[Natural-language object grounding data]
################

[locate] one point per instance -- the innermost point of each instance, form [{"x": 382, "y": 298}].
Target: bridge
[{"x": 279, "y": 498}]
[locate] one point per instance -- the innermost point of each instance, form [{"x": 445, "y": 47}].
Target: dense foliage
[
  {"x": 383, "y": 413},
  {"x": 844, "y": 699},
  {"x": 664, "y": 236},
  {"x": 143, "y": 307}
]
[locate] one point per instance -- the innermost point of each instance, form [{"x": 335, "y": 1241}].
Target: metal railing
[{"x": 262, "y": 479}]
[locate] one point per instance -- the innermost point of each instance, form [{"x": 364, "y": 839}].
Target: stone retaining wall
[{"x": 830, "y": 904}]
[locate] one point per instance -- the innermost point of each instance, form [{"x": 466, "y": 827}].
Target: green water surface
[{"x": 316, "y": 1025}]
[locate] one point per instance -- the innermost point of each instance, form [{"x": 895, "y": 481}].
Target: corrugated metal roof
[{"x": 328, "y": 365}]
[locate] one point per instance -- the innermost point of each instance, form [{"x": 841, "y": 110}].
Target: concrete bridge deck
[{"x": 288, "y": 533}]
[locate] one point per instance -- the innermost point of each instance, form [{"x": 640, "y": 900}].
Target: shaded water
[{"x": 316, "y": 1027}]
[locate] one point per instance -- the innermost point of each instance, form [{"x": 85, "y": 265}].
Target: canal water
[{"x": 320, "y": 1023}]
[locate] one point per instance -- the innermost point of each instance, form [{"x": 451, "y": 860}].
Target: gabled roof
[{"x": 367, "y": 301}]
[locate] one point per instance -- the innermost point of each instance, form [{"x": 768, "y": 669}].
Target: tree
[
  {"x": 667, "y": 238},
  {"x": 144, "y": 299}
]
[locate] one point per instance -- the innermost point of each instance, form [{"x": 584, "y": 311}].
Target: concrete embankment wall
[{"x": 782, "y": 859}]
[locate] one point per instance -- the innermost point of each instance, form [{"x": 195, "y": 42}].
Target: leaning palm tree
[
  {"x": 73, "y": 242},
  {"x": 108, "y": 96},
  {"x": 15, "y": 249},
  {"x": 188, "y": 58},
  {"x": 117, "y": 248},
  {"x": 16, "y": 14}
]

################

=== Work to complete ===
All records are to be restated exactly, from the first line to the last line.

=== Completed task ===
[locate] one point per instance -- the innermost point of each instance, form [{"x": 382, "y": 298}].
Target: bridge
[{"x": 279, "y": 498}]
[locate] one point per instance -- the innermost point of each instance, form [{"x": 445, "y": 47}].
Target: dense foliage
[
  {"x": 383, "y": 413},
  {"x": 844, "y": 699},
  {"x": 664, "y": 236},
  {"x": 143, "y": 307}
]
[locate] one point per instance -- the innermost point of each instance, form [{"x": 335, "y": 1241}].
Target: metal railing
[{"x": 262, "y": 479}]
[locate] one point per instance -- the innermost point of each instance, form [{"x": 364, "y": 839}].
Target: stone retaining wall
[{"x": 830, "y": 904}]
[locate] one point per instance -- the innermost point of each instance, form [{"x": 466, "y": 827}].
Target: green water surface
[{"x": 316, "y": 1025}]
[locate] one point per instance -- the innermost point of each instance, form [{"x": 895, "y": 481}].
Target: corrugated metal roof
[{"x": 328, "y": 365}]
[locate] one point per instance -- the innermost point of each instance, form [{"x": 841, "y": 110}].
Target: concrete bridge deck
[{"x": 288, "y": 533}]
[locate] one point per instance -- the innermost point of each instance, form [{"x": 640, "y": 900}].
Target: shaded water
[{"x": 316, "y": 1027}]
[locate] one point per instance -- the innermost point of each instance, form [{"x": 85, "y": 265}].
Target: canal water
[{"x": 320, "y": 1023}]
[locate] one point per instance -- the innermost point of each instance, form [{"x": 451, "y": 860}].
Target: gabled roof
[{"x": 367, "y": 301}]
[locate] one point per instance -- the innermost point of each instance, form [{"x": 768, "y": 669}].
Target: tree
[
  {"x": 667, "y": 238},
  {"x": 144, "y": 299}
]
[locate] one point per instance -- the innermost point of each instance, form [{"x": 584, "y": 311}].
Target: concrete embankment wall
[{"x": 782, "y": 859}]
[locate] one point per instance -- the innermost point of each instance, form [{"x": 195, "y": 42}].
Target: leaning palm tree
[
  {"x": 73, "y": 242},
  {"x": 108, "y": 96},
  {"x": 15, "y": 249},
  {"x": 188, "y": 58},
  {"x": 117, "y": 248},
  {"x": 16, "y": 14}
]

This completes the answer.